— start of Records —

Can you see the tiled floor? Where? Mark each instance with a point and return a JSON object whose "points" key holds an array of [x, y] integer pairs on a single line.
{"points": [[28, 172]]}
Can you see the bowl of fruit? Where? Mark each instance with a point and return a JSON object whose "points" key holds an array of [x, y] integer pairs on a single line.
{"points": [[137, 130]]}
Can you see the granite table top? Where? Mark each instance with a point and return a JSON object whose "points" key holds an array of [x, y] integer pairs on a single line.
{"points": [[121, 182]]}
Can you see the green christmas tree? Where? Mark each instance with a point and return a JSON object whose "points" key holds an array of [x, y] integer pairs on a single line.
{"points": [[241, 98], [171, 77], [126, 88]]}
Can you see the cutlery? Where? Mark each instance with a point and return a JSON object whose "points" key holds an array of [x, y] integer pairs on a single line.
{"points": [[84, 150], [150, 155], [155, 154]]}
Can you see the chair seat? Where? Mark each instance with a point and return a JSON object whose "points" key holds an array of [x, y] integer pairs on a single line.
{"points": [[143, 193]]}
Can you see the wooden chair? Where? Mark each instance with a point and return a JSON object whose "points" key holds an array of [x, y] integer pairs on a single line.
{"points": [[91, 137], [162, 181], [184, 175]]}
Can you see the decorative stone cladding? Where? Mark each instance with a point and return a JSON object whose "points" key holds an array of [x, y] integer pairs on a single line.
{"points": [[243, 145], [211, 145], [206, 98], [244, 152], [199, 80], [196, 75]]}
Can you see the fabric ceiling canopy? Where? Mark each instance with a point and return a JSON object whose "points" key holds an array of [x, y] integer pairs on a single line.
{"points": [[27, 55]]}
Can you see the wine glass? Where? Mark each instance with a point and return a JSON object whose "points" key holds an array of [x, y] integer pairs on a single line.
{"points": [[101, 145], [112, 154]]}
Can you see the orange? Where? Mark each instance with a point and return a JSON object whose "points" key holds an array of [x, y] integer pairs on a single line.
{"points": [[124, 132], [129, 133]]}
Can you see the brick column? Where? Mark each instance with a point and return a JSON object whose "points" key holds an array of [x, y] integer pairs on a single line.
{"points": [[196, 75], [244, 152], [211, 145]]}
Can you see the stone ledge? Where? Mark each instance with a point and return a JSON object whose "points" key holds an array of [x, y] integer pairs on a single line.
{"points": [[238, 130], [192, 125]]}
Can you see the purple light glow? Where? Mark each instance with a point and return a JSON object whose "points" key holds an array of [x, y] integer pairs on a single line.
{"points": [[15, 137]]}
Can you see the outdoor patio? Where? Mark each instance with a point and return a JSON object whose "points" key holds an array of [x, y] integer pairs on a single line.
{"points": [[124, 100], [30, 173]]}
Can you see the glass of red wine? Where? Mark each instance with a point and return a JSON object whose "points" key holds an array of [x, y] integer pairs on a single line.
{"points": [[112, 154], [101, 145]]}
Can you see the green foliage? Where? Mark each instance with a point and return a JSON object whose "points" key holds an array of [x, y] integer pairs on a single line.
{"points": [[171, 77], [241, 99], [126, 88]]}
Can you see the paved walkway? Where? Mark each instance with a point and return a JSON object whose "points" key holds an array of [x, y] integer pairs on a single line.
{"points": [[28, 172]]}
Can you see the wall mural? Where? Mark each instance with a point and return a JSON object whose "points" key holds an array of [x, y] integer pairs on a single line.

— end of Records —

### Prompt
Retype all of the data shown above, word for word.

### Worked answer
Can you see the tiled floor? Where? Mark each instance with a point and return a JSON object whose "points" key holds an array of [x, y] integer pairs on a single line.
{"points": [[28, 172]]}
Can you see the bowl of fruit? Where? Mark each instance with a point and return a JSON object whose "points" key holds an array of [x, y] integer pairs on a single line.
{"points": [[137, 130]]}
Can you see the granite table top? Where? Mark each instance with a point and return a JSON object whose "points" key holds an array of [x, y] integer pairs on a single line.
{"points": [[121, 182]]}
Can you see the green christmas tree? Where? Mark each instance with a point and return a JSON object whose "points" key holds an array of [x, y] integer pairs on a single line.
{"points": [[241, 98], [171, 77], [126, 88]]}
Can you see the cutlery? Where? Mark each instance with a point and return a JSON object whose "points" key holds an array of [x, y] integer pairs on a single line.
{"points": [[84, 150], [150, 155], [155, 154]]}
Can you see the chair seat? Where? Mark each instance with a point and return a JSON object whose "points" key holds an array of [x, y] integer pairs on a single line.
{"points": [[143, 193]]}
Can you see the wooden chair? Where? Mark each instance with a point and return a JSON object whose "points" key holds an array of [x, y] integer pairs on a single line.
{"points": [[91, 137], [162, 181], [184, 175]]}
Can you see the decorative stone cladding? Where? Mark each instance with a point and return a JSON object whose "points" key holds an array of [x, y] integer pairs on a single line.
{"points": [[243, 145], [211, 145], [206, 98], [244, 152], [199, 80], [196, 75]]}
Can you see the fabric ceiling canopy? Where? Mark each instance with a point and return a JSON object whose "points" key holds an array of [x, y] integer pairs on a single line.
{"points": [[27, 55]]}
Can you see the wine glass? Where? Mark each instance with a point and return a JSON object whose "points" key holds an array of [x, y] integer pairs on a single line.
{"points": [[101, 145], [112, 154]]}
Can you see the orange? Where? Mark each instance with a point and return a JSON object whose "points" key holds an array of [x, y] integer pairs on a single line.
{"points": [[124, 132], [129, 133]]}
Can you see the brick column? Where? Mark each instance with a point and return a JSON object whose "points" key holds an array of [x, y] integer pairs on a single line.
{"points": [[196, 75], [244, 152], [211, 145]]}
Can you see the stone ledge? Where? Mark each instance with a point and return a JSON object whose "points" key holds an array of [x, y] integer pairs on a single line.
{"points": [[238, 130], [192, 125]]}
Can you see the purple light glow? Where? Mark each instance with a point and return a JSON object whose "points" key holds an array of [x, y] integer pairs on a single line.
{"points": [[15, 137]]}
Can you see the outdoor patio? Where? Mark each instance with a point and return a JSON object whose "points" key holds an array of [x, y] integer pairs on a single line.
{"points": [[124, 100], [30, 173]]}
Can you see the glass of red wine? Where? Mark each instance with a point and return a JSON object whose "points" key holds an array of [x, y] integer pairs on a single line.
{"points": [[112, 154], [101, 145]]}
Can you see the green foliage? Where? Mark each instance with a point and return a JSON object whose "points" key holds an array of [x, y] integer pairs on a single line.
{"points": [[171, 77], [241, 99], [126, 88]]}
Can you see the paved walkway? Where? Mark each instance with a point and return a JSON object whose "points" key holds an array of [x, y] integer pairs on a single line.
{"points": [[28, 172]]}
Can you see the wall mural? Where? Mark each instance with a point and return a JSON object whose "points" key holds an array of [x, y] integer pairs on a single line.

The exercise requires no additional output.